■ Exercise objective: Set all the entries down again, unaltered.
+++ Supplied material +++
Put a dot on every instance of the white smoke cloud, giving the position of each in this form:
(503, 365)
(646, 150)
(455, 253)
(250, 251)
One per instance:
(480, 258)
+++
■ Response:
Put a dot on every instance of the white smoke cloud, giving the position of each in this form:
(503, 365)
(646, 150)
(455, 253)
(250, 251)
One per instance:
(480, 258)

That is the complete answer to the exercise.